— Record set —

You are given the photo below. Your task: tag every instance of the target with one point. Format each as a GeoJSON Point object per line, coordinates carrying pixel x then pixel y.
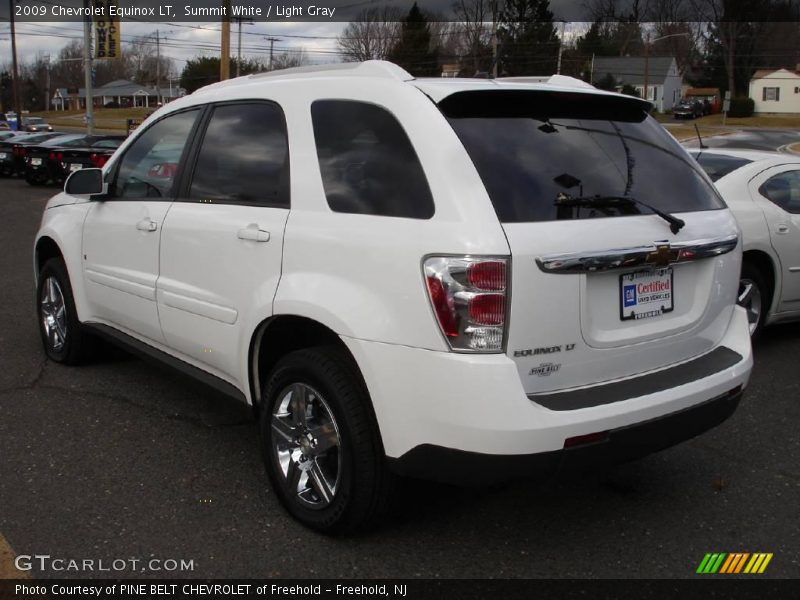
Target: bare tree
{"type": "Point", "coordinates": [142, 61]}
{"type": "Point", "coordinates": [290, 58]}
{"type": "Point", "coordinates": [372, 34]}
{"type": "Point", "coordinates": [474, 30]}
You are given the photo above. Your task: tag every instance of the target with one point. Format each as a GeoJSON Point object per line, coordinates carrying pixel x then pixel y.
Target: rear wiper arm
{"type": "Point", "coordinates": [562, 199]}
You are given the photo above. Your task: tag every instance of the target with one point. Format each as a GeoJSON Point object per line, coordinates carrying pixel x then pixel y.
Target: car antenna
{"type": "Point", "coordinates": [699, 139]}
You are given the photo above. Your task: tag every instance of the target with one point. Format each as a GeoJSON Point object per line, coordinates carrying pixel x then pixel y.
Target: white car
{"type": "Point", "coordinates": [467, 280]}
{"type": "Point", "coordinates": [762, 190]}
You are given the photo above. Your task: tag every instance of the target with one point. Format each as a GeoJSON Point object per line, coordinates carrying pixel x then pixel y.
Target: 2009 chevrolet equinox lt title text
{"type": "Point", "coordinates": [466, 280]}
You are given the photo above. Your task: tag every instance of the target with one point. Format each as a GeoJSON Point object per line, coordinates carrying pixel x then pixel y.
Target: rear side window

* * *

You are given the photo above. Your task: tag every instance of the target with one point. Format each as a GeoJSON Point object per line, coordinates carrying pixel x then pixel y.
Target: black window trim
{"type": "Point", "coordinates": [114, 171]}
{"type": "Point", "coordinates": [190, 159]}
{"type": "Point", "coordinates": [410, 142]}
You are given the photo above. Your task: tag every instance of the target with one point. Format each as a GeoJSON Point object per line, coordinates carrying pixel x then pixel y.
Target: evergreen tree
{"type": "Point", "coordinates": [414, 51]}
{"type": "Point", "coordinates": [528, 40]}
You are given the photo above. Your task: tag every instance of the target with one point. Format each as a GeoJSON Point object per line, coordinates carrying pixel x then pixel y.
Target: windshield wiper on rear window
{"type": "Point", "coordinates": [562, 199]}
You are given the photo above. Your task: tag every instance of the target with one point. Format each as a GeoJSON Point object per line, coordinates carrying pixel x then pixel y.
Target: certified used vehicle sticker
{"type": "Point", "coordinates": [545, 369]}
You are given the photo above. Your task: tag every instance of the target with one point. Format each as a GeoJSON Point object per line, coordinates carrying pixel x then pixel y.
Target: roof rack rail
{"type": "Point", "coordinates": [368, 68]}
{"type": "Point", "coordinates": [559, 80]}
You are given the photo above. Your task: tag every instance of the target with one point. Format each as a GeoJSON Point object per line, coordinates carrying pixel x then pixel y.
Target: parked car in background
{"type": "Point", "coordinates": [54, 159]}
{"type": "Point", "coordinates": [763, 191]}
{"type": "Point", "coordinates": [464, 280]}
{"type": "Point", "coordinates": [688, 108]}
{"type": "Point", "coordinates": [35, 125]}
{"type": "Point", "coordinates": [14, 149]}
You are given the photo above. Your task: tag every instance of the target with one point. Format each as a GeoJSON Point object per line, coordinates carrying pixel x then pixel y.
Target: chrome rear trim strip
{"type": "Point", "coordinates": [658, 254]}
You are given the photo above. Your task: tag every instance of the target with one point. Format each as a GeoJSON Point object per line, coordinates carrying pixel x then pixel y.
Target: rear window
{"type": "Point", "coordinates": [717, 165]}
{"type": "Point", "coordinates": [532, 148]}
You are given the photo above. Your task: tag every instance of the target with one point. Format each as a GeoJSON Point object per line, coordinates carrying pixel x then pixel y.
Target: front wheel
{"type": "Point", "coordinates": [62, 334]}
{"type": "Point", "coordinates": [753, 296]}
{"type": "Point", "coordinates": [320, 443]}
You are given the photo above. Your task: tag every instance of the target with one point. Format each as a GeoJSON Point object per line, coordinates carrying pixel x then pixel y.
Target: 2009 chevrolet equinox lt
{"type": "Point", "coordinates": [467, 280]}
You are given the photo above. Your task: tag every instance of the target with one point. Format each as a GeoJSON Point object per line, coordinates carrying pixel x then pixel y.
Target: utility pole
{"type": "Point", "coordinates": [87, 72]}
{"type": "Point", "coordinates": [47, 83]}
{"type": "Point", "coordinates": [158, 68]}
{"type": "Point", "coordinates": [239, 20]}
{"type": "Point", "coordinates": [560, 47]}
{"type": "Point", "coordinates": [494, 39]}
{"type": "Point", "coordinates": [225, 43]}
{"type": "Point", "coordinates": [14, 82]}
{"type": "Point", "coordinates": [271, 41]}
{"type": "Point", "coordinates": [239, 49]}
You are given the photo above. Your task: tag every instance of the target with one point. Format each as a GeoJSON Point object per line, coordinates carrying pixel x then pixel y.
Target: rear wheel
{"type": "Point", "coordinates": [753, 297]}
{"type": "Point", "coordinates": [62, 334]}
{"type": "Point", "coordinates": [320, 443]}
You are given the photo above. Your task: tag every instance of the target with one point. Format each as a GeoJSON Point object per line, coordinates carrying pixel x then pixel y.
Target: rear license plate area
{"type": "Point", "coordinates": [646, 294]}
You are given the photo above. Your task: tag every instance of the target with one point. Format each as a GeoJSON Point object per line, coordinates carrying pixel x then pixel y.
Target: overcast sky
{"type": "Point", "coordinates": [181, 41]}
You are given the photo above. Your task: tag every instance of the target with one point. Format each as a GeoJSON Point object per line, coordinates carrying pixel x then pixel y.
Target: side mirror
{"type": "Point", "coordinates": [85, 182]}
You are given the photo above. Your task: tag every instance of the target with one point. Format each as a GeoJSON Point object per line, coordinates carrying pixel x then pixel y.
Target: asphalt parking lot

— What you need to do —
Reprint exactly the lines above that start at the one with "Target: rear wiper arm" and end at the one with "Target: rear side window", keeping both and adding none.

— Solution for this problem —
Target: rear wiper arm
{"type": "Point", "coordinates": [562, 199]}
You are given the photo above. Your task: tag every instance of the target with one point. Format each as a GeoJSON Point object per line, coordinates carrying pixel x then pixel y.
Target: car antenna
{"type": "Point", "coordinates": [699, 139]}
You are given the photo above. Your task: tag every instance of the target with one point. Format each as a GeoJSON Point object per line, coordinates carrying pixel x then pixel y.
Target: white car
{"type": "Point", "coordinates": [467, 280]}
{"type": "Point", "coordinates": [762, 190]}
You are given the photo above. Your task: tag every instance of the target with one point. Format each as a GeoJSON Point object per line, coordinates carrying pixel x then pixel y.
Target: 2009 chevrolet equinox lt title text
{"type": "Point", "coordinates": [466, 280]}
You are given the photo above. Your task: tag every instance of the target with one point. Format each as a GeoJSON Point object per line, coordinates carrying pixel x then pixel y.
Target: rear side window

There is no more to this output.